-- BEGIN PAGE EXTRACT --

Here is a procedure that I quickly wrote for you which would alow you to read part of file (chunk) into a memory stream.
The reason why I made this into a procedure and not function is so that it is posible to reuse same memory stream for diferent chunks. This way you avoid all those memory alocations/dealocations and also reduce the chance of introducing the memory leak.
In order to be able to do so you need to pas the memory stream handle to the procedure as variable parameter.
I also adad two more parameters. One for specifying the chunk size (amount of data that you want to read from file) and chunk number.
I also made some rudimentatry safeguards to tell you when you want to read a chunk that is beyond file scope. And also the ability to automatically reduce the size of the last chunk since not all file sizes are multiples of oyur chunk size (in your case not all files are exactly X megabytes in size where X is any valid integer).
procedure readFileChunk(FileName: string; var MS: TMemoryStream; ChunkNo: Integer; ChunkSize: Int64);
var fs: TFileStream;
begin
fs := TFileStream.Create(FileName, fmOpenRead or fmShareDenyWrite);
if ChunkSize * (ChunkNo-1) <= fs.Size then
begin
fs.Position := ChunkSize * (ChunkNo-1);
if fs.Position + ChunkSize <= fs.Size then
ms.CopyFrom(fs, ChunkSize)
else
ms.CopyFrom(fs, fs.Size - fs.Position);
end
else
MessageBox(Form2.WindowHandle, 'File does not have so many chunks', 'WARNING!', MB_OK);
fs.Free;
end;
You use this procedure by calling:
readFileChunk(FileName,MemoryStream,ChunkNumber,ChunkSize);
Make sure you have already created the memory stream before calling this procedure.
Also if you want to reuse the same memory stream multiple times don't forget to set its postion to 0 before calling this procedure othevise new data will be added to the end of the stream and in turn keep increasing the memory stream size.
UPDATE:
After doing some trials I found out that the problem resides in your GetFileMD5 method.
I can't explain exactly why this is happening but if you pass a TMemoryStream to TStream parameter, the TStream parameters simply doesent accept it so the MD5 hashing algorithm the treats it as empty handle.
When I went and changed the parameter type to TMemoryStream instead the code worked but you no longer could pass a TFileStream to GetFileMD5 method anymore so it broke hash generation from entire files that worked before.
SOLUTION:
So after doing some more digging I have a GREAT news for you.

-- END PAGE EXTRACT --
-- BEGIN SUPPLIED DATA --

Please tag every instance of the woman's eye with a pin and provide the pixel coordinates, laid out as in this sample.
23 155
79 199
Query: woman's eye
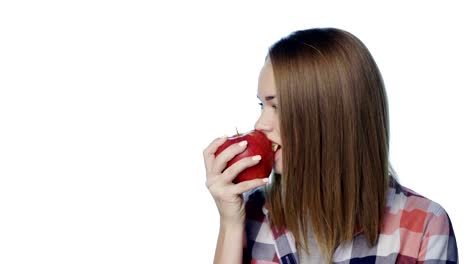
261 106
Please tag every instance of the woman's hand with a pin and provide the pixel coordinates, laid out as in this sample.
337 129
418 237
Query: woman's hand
227 195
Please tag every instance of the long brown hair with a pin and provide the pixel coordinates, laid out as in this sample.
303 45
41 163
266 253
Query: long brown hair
334 127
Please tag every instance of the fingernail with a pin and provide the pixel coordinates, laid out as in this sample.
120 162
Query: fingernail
243 143
257 157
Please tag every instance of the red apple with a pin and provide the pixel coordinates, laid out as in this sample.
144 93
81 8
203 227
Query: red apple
257 144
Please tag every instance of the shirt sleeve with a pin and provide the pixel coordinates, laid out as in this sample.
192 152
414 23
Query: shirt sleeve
438 242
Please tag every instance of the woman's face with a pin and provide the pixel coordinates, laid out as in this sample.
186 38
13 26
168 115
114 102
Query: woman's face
268 122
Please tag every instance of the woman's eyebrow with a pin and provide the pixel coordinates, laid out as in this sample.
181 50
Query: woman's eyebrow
268 98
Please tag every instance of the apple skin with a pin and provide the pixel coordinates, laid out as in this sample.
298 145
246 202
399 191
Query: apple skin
257 144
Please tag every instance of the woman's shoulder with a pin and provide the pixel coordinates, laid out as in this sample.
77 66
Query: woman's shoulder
417 220
404 199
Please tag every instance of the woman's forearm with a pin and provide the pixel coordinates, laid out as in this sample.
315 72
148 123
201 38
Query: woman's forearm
229 246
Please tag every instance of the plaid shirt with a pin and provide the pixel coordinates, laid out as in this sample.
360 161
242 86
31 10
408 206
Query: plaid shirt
415 230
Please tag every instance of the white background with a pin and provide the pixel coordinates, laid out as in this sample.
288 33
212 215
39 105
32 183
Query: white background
106 107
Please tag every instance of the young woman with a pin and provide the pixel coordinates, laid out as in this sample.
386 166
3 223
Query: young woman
333 196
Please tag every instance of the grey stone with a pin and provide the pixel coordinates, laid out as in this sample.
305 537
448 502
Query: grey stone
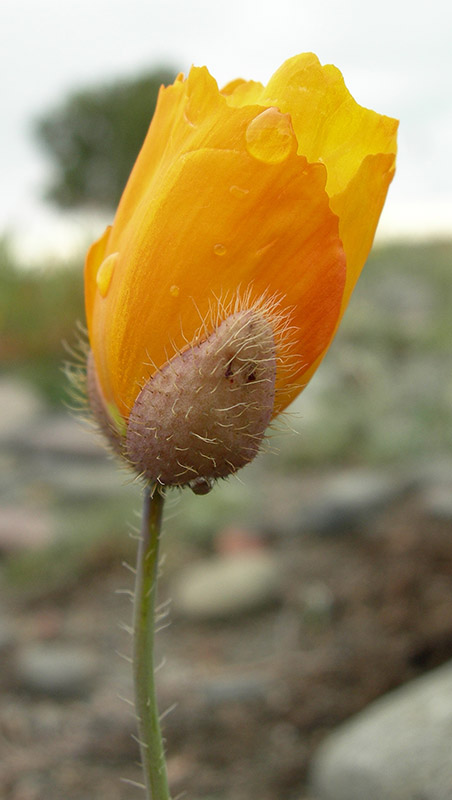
59 670
226 586
62 436
235 689
399 748
348 500
83 481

-- END SUPPLIED DATA --

* TASK DIRECTIONS *
From the forum post on reading a file in chunks, list each parameter in the declaration of readFileChunk along with its declared type.

* RESPONSE TO THIS TASK *
FileName: string
MS: TMemoryStream
ChunkNo: Integer
ChunkSize: Int64